> _Extracted records_
+++++
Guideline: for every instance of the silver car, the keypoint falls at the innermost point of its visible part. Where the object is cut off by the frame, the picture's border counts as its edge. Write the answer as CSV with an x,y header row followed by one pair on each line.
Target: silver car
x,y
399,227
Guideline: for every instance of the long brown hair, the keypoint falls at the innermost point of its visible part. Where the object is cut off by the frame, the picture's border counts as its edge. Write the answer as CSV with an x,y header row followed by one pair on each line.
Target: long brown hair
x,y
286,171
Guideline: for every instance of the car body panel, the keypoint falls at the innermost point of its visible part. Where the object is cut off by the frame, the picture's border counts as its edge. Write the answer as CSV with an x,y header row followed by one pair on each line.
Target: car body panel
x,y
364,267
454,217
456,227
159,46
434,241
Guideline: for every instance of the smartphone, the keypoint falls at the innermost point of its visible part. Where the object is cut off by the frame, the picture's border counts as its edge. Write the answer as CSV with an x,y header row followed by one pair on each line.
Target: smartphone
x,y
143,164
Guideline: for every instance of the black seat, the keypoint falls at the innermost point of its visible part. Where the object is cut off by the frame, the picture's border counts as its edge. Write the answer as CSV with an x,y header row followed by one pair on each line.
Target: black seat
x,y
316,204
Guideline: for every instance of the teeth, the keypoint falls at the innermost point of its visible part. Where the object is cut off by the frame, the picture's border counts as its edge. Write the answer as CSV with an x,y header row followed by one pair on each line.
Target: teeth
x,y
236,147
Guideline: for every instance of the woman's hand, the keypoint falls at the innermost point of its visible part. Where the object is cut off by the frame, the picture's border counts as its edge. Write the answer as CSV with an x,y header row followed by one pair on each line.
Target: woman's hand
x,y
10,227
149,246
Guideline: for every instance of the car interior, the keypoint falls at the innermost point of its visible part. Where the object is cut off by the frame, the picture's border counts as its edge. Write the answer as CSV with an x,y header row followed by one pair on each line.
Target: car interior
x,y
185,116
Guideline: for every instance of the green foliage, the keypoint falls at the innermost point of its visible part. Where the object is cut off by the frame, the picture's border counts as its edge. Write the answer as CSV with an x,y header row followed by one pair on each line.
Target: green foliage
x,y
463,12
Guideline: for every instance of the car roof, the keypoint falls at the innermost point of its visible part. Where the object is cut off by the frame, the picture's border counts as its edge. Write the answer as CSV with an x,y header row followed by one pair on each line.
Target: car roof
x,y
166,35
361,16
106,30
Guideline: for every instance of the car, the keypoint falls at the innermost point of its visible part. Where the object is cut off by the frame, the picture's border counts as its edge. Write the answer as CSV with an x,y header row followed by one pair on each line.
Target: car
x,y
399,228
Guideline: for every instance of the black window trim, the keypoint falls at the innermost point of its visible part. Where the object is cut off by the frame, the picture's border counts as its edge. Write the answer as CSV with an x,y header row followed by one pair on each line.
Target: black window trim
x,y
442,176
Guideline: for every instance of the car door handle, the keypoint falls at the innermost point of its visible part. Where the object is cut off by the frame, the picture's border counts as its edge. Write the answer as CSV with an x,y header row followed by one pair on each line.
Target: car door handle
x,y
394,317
+++++
> _Problem to solve_
Transcribe the entries above, every line exactly as it reads.

> _Answer for this exercise_
Guideline: for every instance of the silver car, the keypoint falls at the innermost point of its visible part. Where the object is cut off by the frame, the picture's border counts as its edge. Write the answer as CSV with an x,y header row followed by one pair on each line.
Target: silver car
x,y
399,227
Guideline: for every instance of the long brown hair, the keypoint falls at the innermost point of its visible part. Where the object is cut off by the frame, the picture's border counts as its edge. Write the answer as CSV with an x,y header row followed by one pair on each line.
Target: long brown hair
x,y
286,171
Guideline: for every instance of the car body panel, the keypoint falls at the innermost point of its visible part. Where the object is cut off by the frame, the picture's border counts as its edge. Write the answer as CSV with an x,y header row followed by one pair on each line.
Target: car body panel
x,y
364,267
454,217
456,227
159,46
434,241
Guideline: for every instance of the smartphone, the keypoint falls at the innermost point of its visible part. Where the object is cut off by the frame, the picture's border counts as its edge. Write the answer as CSV with an x,y header row followed by one pair on each line.
Target: smartphone
x,y
143,164
Guideline: for every instance of the black seat, the keypoint falls at the innermost point of its visible part. Where the object is cut off by the frame, the picture's border counts as its edge. Write the answer as CSV with an x,y header row followed by one pair on each line.
Target: black seat
x,y
316,204
Guideline: for every instance of the teeth, the keypoint falls at the innermost point of its visible part. Where the object is cut off by the frame, the picture's border counts as its edge. Write the answer as CSV with an x,y header row followed by one pair on each line.
Target: teeth
x,y
236,147
Guideline: for every instance of the woman's hand, the keypoint falls at the innermost point of its visible part. Where the object is cut off by the frame, the picture's border counts as its edge. Write the answer as CSV with an x,y header row followed by one pair on each line.
Target: woman's hand
x,y
10,227
149,246
Guideline: for every instance of the car interior, the keypoint falls at the innermost point of its visible part. Where the object is cut off by the frame, the picture's border counts as its edge. Write the answer as CSV with an x,y header row followed by one pair on each line.
Target: car interior
x,y
185,116
Guideline: for every instance of the green foliage, the keypoint falls at the innermost point of its visible part. Where the object is cut off by the frame, the picture's border counts as its edge. Write the answer as CSV with an x,y header row followed by one pair on each line.
Target: green foliage
x,y
463,12
Guideline: for every instance of the car roof, the keypoint falls at the innermost point of its visible part. Where the object is cut off by the frame, the picture's border counts as its edge. Write the answer as CSV with an x,y header row followed by one pair on each line.
Target: car roof
x,y
166,35
361,16
106,30
Guideline: for every instance of the car, the keypoint falls at the innermost point of its visible part. Where the object is cut off by the frame, the picture's border counts as its edge. Write the answer as CSV with an x,y header row followed by one pair on each line.
Target: car
x,y
399,228
Guideline: for every instance of the black window trim, the keypoint falls at the innermost point of its visible part. Where the object is cut off by the frame, the picture's border counts as its edge. Write the answer as CSV with an x,y header row followed by one pair on each line.
Target: black window trim
x,y
442,176
Guideline: for every instance of the car door handle, the keypoint falls at the innermost point of its visible part. Where the object is cut off by the frame, the picture's border counts as its edge. Write the answer as CSV with an x,y header row followed by one pair on each line.
Target: car door handle
x,y
394,317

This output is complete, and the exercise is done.